◆ Trabajo requerido
Reproduzca textualmente todas las líneas de los registros que figuran a continuación, sin alterar ningún carácter.

◆ Registros del ejercicio
== == ==

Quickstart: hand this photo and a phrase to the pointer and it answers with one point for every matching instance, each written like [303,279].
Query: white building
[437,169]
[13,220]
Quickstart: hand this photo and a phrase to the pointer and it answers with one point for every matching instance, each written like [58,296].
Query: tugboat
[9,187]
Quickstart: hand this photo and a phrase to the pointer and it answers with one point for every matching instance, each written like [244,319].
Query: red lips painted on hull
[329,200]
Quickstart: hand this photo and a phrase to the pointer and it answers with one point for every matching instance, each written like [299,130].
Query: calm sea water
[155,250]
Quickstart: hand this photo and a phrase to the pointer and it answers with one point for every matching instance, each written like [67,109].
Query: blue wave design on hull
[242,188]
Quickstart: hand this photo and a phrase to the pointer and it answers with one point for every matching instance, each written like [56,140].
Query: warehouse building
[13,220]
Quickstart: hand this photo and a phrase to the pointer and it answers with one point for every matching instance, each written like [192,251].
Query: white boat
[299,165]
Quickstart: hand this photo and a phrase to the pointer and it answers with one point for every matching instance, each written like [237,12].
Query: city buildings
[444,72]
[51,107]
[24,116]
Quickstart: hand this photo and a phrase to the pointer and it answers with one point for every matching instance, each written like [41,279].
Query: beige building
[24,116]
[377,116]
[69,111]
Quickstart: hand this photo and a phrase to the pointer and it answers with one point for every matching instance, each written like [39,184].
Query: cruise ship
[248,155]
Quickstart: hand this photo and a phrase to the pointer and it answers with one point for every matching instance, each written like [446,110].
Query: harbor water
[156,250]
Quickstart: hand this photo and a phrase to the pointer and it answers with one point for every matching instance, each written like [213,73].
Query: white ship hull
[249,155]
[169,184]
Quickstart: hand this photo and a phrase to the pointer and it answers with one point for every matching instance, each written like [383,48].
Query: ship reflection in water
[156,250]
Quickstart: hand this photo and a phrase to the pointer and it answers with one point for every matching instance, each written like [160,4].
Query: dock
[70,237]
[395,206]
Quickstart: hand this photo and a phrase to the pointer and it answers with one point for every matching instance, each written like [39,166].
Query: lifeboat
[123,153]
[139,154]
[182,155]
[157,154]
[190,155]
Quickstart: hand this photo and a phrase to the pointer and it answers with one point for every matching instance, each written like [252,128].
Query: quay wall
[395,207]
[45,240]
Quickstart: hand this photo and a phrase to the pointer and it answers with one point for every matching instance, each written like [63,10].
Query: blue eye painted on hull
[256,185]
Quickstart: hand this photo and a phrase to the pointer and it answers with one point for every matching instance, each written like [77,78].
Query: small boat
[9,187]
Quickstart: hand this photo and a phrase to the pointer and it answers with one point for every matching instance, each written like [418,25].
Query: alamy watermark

== == ==

◆ Solución del problema
Quickstart: hand this photo and a phrase to the pointer and it answers with one point for every matching instance, each written like [303,279].
Query: white building
[437,169]
[13,220]
Quickstart: hand this photo and a phrase to the pointer and it answers with one point for every matching instance, each written like [58,296].
Query: tugboat
[9,187]
Quickstart: hand this photo and a phrase to the pointer and it answers with one point for every matching instance, each written like [244,319].
Query: red lips painted on hull
[329,200]
Quickstart: hand this photo and a phrase to the pointer and it answers with one point for every matching instance, each written like [299,130].
Query: calm sea water
[155,250]
Quickstart: hand this photo and a phrase to the pointer and it answers with one point for every matching instance, each written like [67,109].
Query: blue wave design on hull
[242,188]
Quickstart: hand this photo and a phrase to the pointer and it answers with one point for every matching instance, each written like [56,140].
Query: warehouse building
[13,220]
Quickstart: hand this photo and a phrase to the pointer and it answers with one point for every matching instance, each written like [192,251].
Query: white boat
[299,165]
Quickstart: hand this photo and a phrase to the pointer and it answers with one point for every matching instance, each written like [237,12].
Query: city buildings
[444,72]
[51,107]
[24,116]
Quickstart: hand this photo and a phrase to the pointer and it answers with one point for every matching instance, each written like [41,279].
Query: beige building
[24,116]
[377,116]
[69,111]
Quickstart: hand this photo and a phrase to the pointer and it answers with one point for every matching instance, each written like [39,184].
Query: cruise ship
[248,155]
Quickstart: hand this photo and a phrase to the pointer and it answers with one point for every matching instance, each written like [446,110].
Query: harbor water
[156,250]
Quickstart: hand this photo and a phrase to the pointer and it answers with one point for every matching instance, each written like [213,73].
Query: white ship hull
[249,155]
[169,184]
Quickstart: hand this photo and a phrase to the pointer and it answers with one point for every matching instance, each written like [383,48].
Query: ship reflection in water
[156,250]
Quickstart: hand this photo and a phrase to the pointer and it answers with one point for every matching instance, each written like [160,4].
Query: dock
[70,237]
[395,206]
Quickstart: hand this photo and a phrase to the pointer and it answers with one point for every matching instance, each written like [39,166].
Query: lifeboat
[123,153]
[139,154]
[182,155]
[157,154]
[190,155]
Quickstart: hand this photo and a phrase to the pointer and it answers with one point for every matching instance, each written like [252,128].
Query: quay wall
[395,207]
[45,240]
Quickstart: hand this photo and a phrase to the pointer and it answers with one point for every matching instance, each written like [63,10].
Query: blue eye painted on hull
[256,185]
Quickstart: hand this photo and a phrase to the pointer and it answers with one point for every matching instance, each written like [77,78].
Query: small boat
[9,187]
Quickstart: hand this photo and a phrase to the pointer and it answers with one point for every matching instance, each written like [418,25].
Query: alamy watermark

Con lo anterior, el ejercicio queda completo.